* **Your objective**
Your task is to repeat, word for word, the line containing "Target: packed snow ground" and all lines that follow it to the end of the material, and no other lines.

* begin Provided records *

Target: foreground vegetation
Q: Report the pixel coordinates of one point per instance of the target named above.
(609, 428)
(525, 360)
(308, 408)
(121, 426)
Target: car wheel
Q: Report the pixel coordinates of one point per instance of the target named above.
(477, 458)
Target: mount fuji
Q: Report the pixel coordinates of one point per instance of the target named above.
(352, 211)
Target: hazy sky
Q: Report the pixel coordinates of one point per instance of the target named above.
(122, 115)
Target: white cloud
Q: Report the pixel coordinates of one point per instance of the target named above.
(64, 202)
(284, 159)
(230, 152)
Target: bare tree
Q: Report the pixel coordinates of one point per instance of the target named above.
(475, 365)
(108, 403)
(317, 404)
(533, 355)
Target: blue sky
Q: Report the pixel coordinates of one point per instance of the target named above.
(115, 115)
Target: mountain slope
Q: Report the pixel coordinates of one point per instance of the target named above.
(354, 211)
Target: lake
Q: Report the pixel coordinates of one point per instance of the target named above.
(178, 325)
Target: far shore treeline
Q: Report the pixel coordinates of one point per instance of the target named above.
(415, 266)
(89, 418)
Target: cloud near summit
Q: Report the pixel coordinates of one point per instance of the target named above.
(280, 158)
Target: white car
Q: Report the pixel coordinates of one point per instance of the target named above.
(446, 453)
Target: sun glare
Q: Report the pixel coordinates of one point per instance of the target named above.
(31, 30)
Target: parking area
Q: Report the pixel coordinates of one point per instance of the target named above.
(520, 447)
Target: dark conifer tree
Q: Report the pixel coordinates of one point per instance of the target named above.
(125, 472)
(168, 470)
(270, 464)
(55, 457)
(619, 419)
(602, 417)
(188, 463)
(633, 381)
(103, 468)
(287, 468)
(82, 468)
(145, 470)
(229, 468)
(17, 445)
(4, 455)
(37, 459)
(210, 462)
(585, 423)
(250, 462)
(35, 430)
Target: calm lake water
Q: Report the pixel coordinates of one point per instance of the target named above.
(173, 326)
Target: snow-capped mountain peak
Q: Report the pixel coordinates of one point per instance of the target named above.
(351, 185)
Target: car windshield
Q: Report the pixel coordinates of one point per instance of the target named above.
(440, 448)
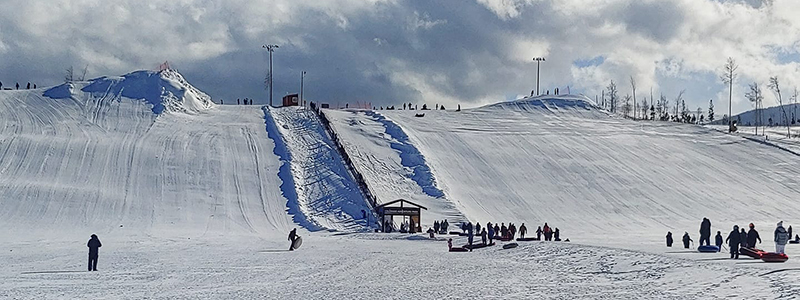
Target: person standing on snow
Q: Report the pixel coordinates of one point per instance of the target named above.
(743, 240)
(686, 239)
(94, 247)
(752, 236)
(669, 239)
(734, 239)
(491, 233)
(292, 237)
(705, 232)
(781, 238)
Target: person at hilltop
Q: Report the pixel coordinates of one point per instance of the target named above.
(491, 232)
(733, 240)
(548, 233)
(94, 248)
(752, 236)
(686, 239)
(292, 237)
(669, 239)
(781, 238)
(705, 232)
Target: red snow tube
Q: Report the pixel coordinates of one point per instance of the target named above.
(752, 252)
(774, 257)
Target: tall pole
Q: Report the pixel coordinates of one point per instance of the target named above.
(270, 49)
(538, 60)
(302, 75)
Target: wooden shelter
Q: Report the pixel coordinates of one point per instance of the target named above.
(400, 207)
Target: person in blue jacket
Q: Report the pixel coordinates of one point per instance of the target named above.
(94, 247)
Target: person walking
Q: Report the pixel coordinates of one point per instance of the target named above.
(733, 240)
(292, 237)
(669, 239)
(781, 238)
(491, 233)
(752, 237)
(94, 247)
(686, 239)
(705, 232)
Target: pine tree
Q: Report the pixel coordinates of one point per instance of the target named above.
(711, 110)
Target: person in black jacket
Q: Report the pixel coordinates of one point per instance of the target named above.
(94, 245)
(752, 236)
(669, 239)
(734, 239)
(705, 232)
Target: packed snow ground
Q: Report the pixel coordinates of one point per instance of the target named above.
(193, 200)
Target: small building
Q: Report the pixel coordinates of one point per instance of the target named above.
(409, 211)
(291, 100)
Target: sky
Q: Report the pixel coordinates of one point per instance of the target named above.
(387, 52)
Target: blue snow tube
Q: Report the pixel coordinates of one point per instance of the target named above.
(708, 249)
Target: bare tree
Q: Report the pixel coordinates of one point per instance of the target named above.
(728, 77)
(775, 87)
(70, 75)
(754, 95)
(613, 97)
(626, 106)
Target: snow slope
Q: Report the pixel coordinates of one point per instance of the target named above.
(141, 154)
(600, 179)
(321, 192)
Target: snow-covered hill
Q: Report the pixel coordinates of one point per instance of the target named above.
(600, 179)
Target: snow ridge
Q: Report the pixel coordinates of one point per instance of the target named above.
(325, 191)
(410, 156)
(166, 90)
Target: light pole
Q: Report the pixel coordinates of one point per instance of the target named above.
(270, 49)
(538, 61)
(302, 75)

* end Provided records *

* **Exercise output**
Target: packed snow ground
Q: Report the pixel coordinates of one point per instance of the target named above.
(193, 200)
Target: small building
Q: Report the pixel coordinates of one point per instance of the target named above.
(409, 211)
(291, 100)
Target: sky
Q: Report the pixel coordinates of one point per instance of the target named above.
(387, 52)
Target: blue snow tube
Q: Report the pixel coordinates of one point per instance of the target named above.
(708, 249)
Target: bare tree
Q: Report the pixel coordinates of one point per instance of the target named above.
(728, 77)
(775, 87)
(70, 75)
(754, 95)
(613, 97)
(626, 106)
Target: snow slope
Q: Report the pixel coordinates of one point per instance of the target named above.
(141, 154)
(600, 179)
(321, 192)
Target: snow-covered hill
Q: Report the pixel coordinates of one point per instance of the target named above.
(600, 179)
Target: snow ridge
Q: Report the pixel coordinates of one point per instance of the target named above.
(325, 191)
(410, 156)
(166, 90)
Target: light pole
Q: Report the pixel coordinates of one point per instance of the target named above.
(270, 49)
(538, 61)
(302, 75)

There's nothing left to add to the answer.